Start

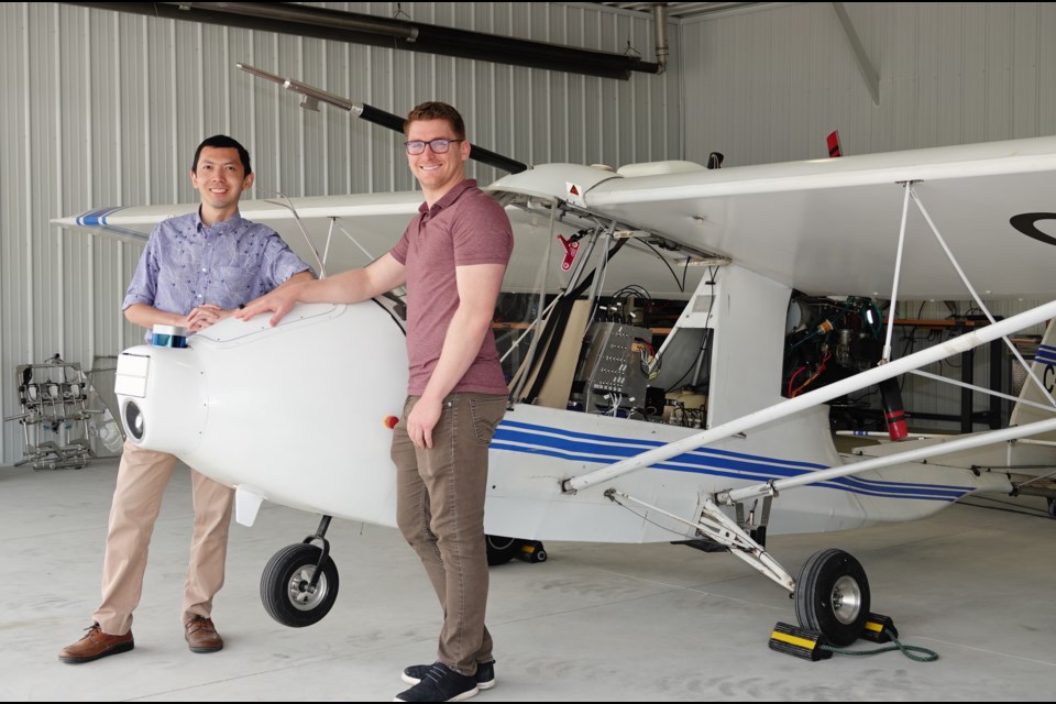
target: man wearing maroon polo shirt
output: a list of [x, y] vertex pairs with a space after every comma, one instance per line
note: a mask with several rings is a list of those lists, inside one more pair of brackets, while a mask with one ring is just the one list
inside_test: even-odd
[[292, 285], [238, 314], [296, 301], [356, 302], [407, 286], [407, 403], [393, 437], [397, 524], [443, 608], [437, 661], [410, 666], [397, 701], [469, 698], [495, 684], [484, 626], [487, 446], [506, 411], [506, 382], [492, 317], [514, 239], [502, 206], [465, 177], [470, 143], [462, 117], [426, 102], [404, 123], [411, 173], [426, 201], [403, 238], [364, 268]]

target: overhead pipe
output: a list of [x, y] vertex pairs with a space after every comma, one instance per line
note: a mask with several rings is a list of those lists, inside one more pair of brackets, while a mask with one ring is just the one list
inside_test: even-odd
[[[393, 114], [392, 112], [386, 112], [380, 108], [369, 106], [365, 102], [352, 102], [346, 100], [341, 96], [336, 96], [332, 92], [322, 90], [321, 88], [315, 88], [307, 84], [302, 84], [299, 80], [294, 80], [293, 78], [283, 78], [282, 76], [276, 76], [266, 70], [262, 70], [254, 66], [248, 64], [235, 64], [238, 68], [244, 70], [248, 74], [252, 74], [257, 78], [264, 78], [265, 80], [271, 80], [272, 82], [278, 84], [287, 90], [293, 90], [294, 92], [300, 94], [304, 96], [301, 107], [307, 109], [316, 109], [315, 102], [326, 102], [336, 108], [341, 108], [342, 110], [348, 110], [355, 117], [361, 120], [366, 120], [383, 128], [388, 128], [394, 132], [404, 132], [404, 118], [398, 114]], [[502, 169], [504, 172], [509, 172], [510, 174], [519, 174], [520, 172], [528, 168], [528, 165], [513, 160], [508, 156], [503, 156], [491, 150], [486, 150], [483, 146], [476, 144], [470, 144], [470, 158], [481, 162], [482, 164], [487, 164], [488, 166], [494, 166], [495, 168]]]
[[668, 69], [668, 54], [671, 53], [668, 47], [668, 3], [667, 2], [653, 2], [652, 3], [652, 29], [653, 35], [657, 37], [657, 66], [659, 66], [658, 74], [662, 74]]
[[648, 74], [662, 72], [659, 64], [624, 54], [609, 54], [297, 3], [68, 2], [67, 4], [585, 74], [602, 78], [627, 80], [630, 78], [630, 72]]

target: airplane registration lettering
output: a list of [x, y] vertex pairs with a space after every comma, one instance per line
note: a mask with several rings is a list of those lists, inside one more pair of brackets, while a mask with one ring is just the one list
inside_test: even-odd
[[1037, 228], [1038, 220], [1056, 220], [1056, 212], [1021, 212], [1009, 218], [1009, 224], [1038, 242], [1056, 244], [1056, 238], [1045, 234]]

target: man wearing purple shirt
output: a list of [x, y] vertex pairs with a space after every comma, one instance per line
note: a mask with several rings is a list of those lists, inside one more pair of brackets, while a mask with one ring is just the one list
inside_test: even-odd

End

## AIM OF THE TASK
Copy out all the items above with "vertex pairs" changed to "coordinate pairs" everywhere it appears and everything else left as is. Leave the pictures out.

## IN RESPONSE
target: man wearing maroon polo shirt
output: a list of [x, y] coordinate pairs with a space after every comma, one instance per line
note: a mask with several rings is a list of those lists, inside one more pair of brackets, while a mask with one ring is just the one list
inside_test: even-odd
[[292, 285], [238, 314], [296, 301], [356, 302], [407, 286], [407, 403], [393, 437], [397, 524], [443, 608], [437, 661], [410, 666], [397, 701], [469, 698], [495, 684], [484, 626], [487, 446], [506, 411], [506, 382], [492, 317], [514, 239], [502, 206], [465, 177], [470, 143], [462, 117], [426, 102], [404, 123], [411, 173], [426, 201], [403, 238], [364, 268]]

target: overhead pipe
output: a list of [x, y] coordinate pairs with a space after every comma, one instance per line
note: a mask with several rings is a list of those lists, inside one more pair of brackets, while a mask with one ring is just the one list
inside_test: even-odd
[[[393, 114], [392, 112], [386, 112], [380, 108], [369, 106], [365, 102], [352, 102], [346, 100], [341, 96], [336, 96], [332, 92], [322, 90], [321, 88], [315, 88], [307, 84], [302, 84], [299, 80], [294, 80], [293, 78], [283, 78], [282, 76], [276, 76], [266, 70], [262, 70], [254, 66], [248, 64], [235, 64], [238, 68], [244, 70], [248, 74], [252, 74], [257, 78], [264, 78], [265, 80], [271, 80], [272, 82], [278, 84], [287, 90], [293, 90], [294, 92], [300, 94], [304, 96], [301, 107], [307, 109], [316, 109], [315, 102], [326, 102], [336, 108], [341, 108], [342, 110], [348, 110], [355, 117], [361, 120], [366, 120], [383, 128], [388, 128], [394, 132], [404, 132], [404, 118], [398, 114]], [[502, 169], [504, 172], [509, 172], [510, 174], [519, 174], [520, 172], [528, 168], [528, 165], [513, 160], [508, 156], [503, 156], [491, 150], [486, 150], [483, 146], [476, 144], [470, 144], [470, 158], [481, 162], [482, 164], [487, 164], [488, 166], [494, 166], [495, 168]]]
[[668, 69], [668, 54], [671, 53], [668, 47], [668, 3], [667, 2], [653, 2], [652, 3], [652, 29], [653, 35], [657, 37], [657, 66], [659, 66], [658, 74], [662, 74]]
[[648, 74], [662, 72], [659, 64], [624, 54], [609, 54], [297, 3], [68, 2], [67, 4], [585, 74], [602, 78], [627, 80], [630, 78], [630, 72]]

target: airplane registration lettering
output: a list of [x, y] coordinate pairs with a space after every comma, one instance per line
note: a mask with several rings is a list of those lists, inside one more pair of brackets, while a mask with one ring is just the one list
inside_test: even-odd
[[1037, 228], [1038, 220], [1056, 220], [1056, 212], [1021, 212], [1009, 218], [1009, 224], [1038, 242], [1056, 244], [1056, 238], [1045, 234]]

target: man wearing purple shirt
output: a list of [x, y] coordinate pairs with a space after every comma, one instance per line
note: a mask with several rings is a list of those lists, inside one more pair of brackets, while a mask with one ring is just the one list
inside_test: even-odd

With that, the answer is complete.